Natural-language object grounding data:
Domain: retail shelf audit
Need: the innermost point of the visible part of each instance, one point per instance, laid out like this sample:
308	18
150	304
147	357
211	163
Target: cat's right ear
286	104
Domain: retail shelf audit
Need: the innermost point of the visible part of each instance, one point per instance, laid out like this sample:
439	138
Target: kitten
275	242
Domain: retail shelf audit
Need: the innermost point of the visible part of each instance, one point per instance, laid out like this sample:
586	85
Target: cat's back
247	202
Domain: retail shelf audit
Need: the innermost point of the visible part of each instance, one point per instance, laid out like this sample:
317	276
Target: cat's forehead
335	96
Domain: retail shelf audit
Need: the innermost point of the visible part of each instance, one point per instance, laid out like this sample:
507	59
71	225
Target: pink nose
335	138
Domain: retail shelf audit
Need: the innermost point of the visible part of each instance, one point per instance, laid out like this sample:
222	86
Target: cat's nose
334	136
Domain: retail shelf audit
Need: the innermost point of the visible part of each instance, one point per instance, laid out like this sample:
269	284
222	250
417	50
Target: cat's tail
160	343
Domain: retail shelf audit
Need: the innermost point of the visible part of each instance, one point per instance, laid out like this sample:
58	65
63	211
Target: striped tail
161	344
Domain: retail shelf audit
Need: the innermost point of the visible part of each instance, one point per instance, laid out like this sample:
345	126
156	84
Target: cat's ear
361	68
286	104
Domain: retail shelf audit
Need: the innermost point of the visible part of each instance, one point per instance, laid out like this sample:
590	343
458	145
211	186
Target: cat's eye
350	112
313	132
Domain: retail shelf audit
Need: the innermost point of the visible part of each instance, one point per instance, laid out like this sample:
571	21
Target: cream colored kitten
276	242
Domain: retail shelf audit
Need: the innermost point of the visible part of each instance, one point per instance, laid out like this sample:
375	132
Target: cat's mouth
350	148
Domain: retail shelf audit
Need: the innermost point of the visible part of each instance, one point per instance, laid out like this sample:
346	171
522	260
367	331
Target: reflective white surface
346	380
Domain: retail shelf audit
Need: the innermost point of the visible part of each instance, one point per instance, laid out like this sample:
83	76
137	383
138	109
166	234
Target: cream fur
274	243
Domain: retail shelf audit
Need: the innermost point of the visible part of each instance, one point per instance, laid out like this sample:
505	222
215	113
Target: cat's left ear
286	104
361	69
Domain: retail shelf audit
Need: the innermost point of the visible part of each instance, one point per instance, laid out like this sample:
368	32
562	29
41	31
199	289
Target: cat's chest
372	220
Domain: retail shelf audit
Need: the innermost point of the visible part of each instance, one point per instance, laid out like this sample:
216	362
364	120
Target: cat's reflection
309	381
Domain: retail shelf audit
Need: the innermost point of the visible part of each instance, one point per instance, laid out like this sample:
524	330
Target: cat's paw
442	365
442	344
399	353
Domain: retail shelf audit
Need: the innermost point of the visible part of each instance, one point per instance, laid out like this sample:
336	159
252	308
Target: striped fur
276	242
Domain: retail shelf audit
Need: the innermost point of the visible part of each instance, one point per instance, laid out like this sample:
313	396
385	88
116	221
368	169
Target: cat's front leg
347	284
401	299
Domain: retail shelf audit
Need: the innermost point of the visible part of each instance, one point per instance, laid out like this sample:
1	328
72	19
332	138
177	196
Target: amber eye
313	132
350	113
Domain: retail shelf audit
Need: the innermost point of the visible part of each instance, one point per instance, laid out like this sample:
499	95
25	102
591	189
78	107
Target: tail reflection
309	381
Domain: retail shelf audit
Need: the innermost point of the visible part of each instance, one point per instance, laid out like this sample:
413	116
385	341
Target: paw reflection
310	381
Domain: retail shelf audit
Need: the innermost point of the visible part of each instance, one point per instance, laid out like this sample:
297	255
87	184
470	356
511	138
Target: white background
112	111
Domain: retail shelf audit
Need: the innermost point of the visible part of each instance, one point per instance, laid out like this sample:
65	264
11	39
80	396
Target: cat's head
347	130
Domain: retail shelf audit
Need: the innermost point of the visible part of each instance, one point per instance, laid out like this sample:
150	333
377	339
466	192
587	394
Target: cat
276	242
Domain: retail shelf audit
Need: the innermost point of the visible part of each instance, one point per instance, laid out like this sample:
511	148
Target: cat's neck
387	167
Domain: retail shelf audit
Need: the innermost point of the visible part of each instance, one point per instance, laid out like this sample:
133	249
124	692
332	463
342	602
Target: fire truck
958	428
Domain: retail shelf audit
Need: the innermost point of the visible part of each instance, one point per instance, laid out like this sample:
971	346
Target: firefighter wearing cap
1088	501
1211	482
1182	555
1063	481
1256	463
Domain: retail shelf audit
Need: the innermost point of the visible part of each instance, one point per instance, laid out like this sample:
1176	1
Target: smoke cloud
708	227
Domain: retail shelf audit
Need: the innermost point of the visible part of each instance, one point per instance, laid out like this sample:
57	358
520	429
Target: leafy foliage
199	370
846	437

INSTRUCTIONS TO FOLLOW >> Whatever appears in the data above is to be set down exactly.

SOLUTION TO THE PROBLEM >>
Domain: retail shelf audit
Need: the innermost point of the visible part of each instance, one point per instance, laid out like this sample:
308	18
150	304
147	357
211	163
Target: cat's right ear
286	104
Domain: retail shelf audit
Need: the innermost point of the visible part of each instance, one point per instance, laid out like this sample:
439	138
Target: kitten
275	242
Domain: retail shelf audit
Need: the innermost point of the visible part of each instance, one point per instance, laid out like this sample:
586	85
Target: cat's back
247	202
Domain: retail shelf audit
Need: the innermost point of the visible part of each instance, one point per instance, laid out like this sample:
317	276
Target: cat's forehead
335	96
Domain: retail shelf audit
Need: the innermost point of the visible part of each instance, one point per instance, laid out like this sample:
507	59
71	225
Target: pink nose
335	138
Domain: retail shelf audit
Need: the innermost point of the visible part of each instance, one point per instance, laid out like this sample:
222	86
Target: cat's nose
334	136
Domain: retail shelf audit
Need: the innermost point of the visible part of each instance, one point per instance, laid out like this sample:
269	284
222	250
417	50
Target: cat's tail
160	343
Domain: retail shelf audit
Need: the innermost point of the visible part of each instance, one point per instance, laid out like this sample:
58	65
63	211
Target: striped tail
161	344
Domain: retail shelf audit
Need: the innermost point of the visible part of each instance, one point per instance, laid out like this sample:
345	126
156	84
Target: cat's ear
361	68
286	104
Domain: retail shelf audit
Need: the innermost point of the visible part of each instance, one point per instance, laid out like this sample:
590	343
458	145
211	186
Target: cat's eye
350	112
313	132
Domain: retail shelf audit
Need: the innermost point of the visible part of each instance, one point per instance, laid out like this sample:
571	21
Target: cream colored kitten
276	242
Domain: retail shelf audit
Need: the innermost point of the visible part of each instance, one point per instance, laid out like this sample:
375	132
Target: cat's mouth
350	148
Domain: retail shelf audit
Need: the innermost point of the visible part of each instance, one point per instance, laid out like this sample:
346	171
522	260
367	331
Target: reflective white surface
346	380
Domain: retail shelf audit
Need: the innermost point of the visible part of each instance, one point per instance, laid out like this sample:
83	76
137	383
138	109
166	234
Target: cream fur
274	243
Domain: retail shelf audit
Need: the innermost point of the visible part of each instance, one point per instance, laid out like this sample:
505	222
215	113
Target: cat's left ear
286	104
361	69
Domain: retail shelf audit
Need: the innermost point of the visible part of each instance, one point per instance, laid out like this sample:
368	32
562	29
41	31
199	289
Target: cat's chest
372	220
Domain: retail shelf audit
Need: the innermost point of the visible part of each instance, one point per instance, laid out like this sample:
216	362
364	120
Target: cat's reflection
309	381
Domain: retail shelf audit
Need: the innermost point of the visible part of each instance, one point per instance, laid out like this sample:
524	330
Target: cat's paw
442	365
442	344
399	353
Domain: retail shelf audit
Need: the innermost point of the visible part of each instance, one point per instance, laid out like this sample:
336	159
252	308
Target: striped fur
276	242
Domain: retail shelf audit
Need: the innermost point of the visible part of each instance, one point per instance, laid out like this sample:
313	396
385	88
116	221
368	169
Target: cat's front leg
347	284
401	299
Domain: retail shelf audit
Need: the innermost point of the visible part of each instance, one point per instance, laid out like this sample:
1	328
72	19
332	138
177	196
Target: amber eye
313	132
350	113
Domain: retail shelf audit
Need: the innermost point of the visible part of each instance, one point per instance, laid out like this sample:
499	95
25	102
591	189
78	107
Target: tail reflection
309	381
Domain: retail shelf audit
Need: the innermost point of the visible part of each instance, one point per instance, laid out like this sample:
413	116
385	341
Target: paw reflection
310	381
Domain: retail shelf audit
Need: the innermost point of the visible part of each instance, one point per instance, laid out like this sample:
297	255
87	184
470	356
511	138
Target: white background
112	111
Domain: retail shelf audit
Need: the innermost point of the visible part of each instance, one point per instance, laid out like this sample:
65	264
11	39
80	396
Target: cat's head
347	130
Domain: retail shelf audit
Need: the innermost point of the visible part of each instance, one point per instance, laid out like this sample:
150	333
377	339
466	192
587	394
Target: cat
276	242
Domain: retail shelf audit
Need: the innermost point of the visible part of each instance, one point per instance, laid out like this sample:
511	148
Target: cat's neck
387	167
Domain: retail shelf audit
Need: the innermost point of the visible part of each instance, one point per instance, laid out like this sample:
133	249
124	692
332	463
342	602
Target: fire truck
958	428
Domain: retail shelf audit
Need: the innermost point of the visible part of each instance, one point per instance, laid out like this sample:
971	346
Target: firefighter wearing cap
1088	501
1211	482
1182	555
1063	481
1256	463
Domain: retail shelf audit
Need: the innermost point of the visible part of each instance, one point per instance, laid out like this sample:
1176	1
Target: smoke cloud
708	227
Domain: retail shelf audit
Need: the innermost point of the visible part of each instance, one point per instance, laid out like this sample:
57	358
520	429
Target: leafy foliage
199	370
846	437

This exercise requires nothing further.